### Extracted entries

<<<<

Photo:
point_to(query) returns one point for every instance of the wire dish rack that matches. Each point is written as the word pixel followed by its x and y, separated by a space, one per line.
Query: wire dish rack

>>>>
<<<<

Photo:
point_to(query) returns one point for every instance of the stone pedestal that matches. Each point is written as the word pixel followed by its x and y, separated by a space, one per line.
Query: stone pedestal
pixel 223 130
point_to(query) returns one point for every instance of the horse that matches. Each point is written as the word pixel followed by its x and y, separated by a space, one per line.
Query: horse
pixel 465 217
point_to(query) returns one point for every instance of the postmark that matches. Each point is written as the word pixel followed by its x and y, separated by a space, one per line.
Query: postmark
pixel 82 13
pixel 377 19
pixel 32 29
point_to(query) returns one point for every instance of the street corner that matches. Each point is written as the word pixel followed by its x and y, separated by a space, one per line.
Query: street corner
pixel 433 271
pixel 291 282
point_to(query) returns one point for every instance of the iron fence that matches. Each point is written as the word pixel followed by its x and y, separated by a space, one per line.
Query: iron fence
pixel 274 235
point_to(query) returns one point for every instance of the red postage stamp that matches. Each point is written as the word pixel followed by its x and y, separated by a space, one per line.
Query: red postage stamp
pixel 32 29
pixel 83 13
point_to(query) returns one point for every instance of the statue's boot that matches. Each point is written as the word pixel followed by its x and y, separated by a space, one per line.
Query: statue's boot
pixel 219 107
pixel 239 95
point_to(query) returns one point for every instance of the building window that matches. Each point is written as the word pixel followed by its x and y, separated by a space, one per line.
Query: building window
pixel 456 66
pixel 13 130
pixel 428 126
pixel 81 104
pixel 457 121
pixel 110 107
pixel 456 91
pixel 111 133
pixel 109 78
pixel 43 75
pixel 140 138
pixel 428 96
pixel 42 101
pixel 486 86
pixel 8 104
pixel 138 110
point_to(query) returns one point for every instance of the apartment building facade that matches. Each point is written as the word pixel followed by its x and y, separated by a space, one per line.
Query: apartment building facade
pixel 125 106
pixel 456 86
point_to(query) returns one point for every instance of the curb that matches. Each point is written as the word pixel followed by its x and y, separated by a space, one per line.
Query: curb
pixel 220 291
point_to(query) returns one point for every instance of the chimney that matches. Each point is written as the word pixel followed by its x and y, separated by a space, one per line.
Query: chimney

>>>>

### Work required
Rewrite the material starting with the line that contains "of the statue's" and going on through the line that contains "pixel 220 291", putting "sidewalk edge" wherever "curb" appears and leaving everything else as it is.

### Task result
point_to(query) returns one point for every instance of the statue's boot that matches. Each point is written as the word pixel followed by its x and y, separated by a space, one per line.
Query: statue's boot
pixel 219 107
pixel 239 95
point_to(query) returns one point for every instance of the building window that matches. Each point is written as the word pixel followed by its x and y, separated by a space, one per line.
Query: building window
pixel 456 66
pixel 13 130
pixel 428 126
pixel 81 104
pixel 457 121
pixel 110 107
pixel 456 91
pixel 111 133
pixel 109 78
pixel 43 75
pixel 140 138
pixel 428 96
pixel 42 101
pixel 486 86
pixel 8 104
pixel 138 110
point_to(query) returns one point for every instance of the apartment building facade that matches. Each point is written as the word pixel followed by its x and y, separated by a space, one per line.
Query: apartment building facade
pixel 125 106
pixel 456 86
point_to(query) returns one point for every instance of the sidewalk edge that matches. Each point is written as the word pixel followed by its x and y, separated by a space, one per line.
Query: sidewalk edge
pixel 220 291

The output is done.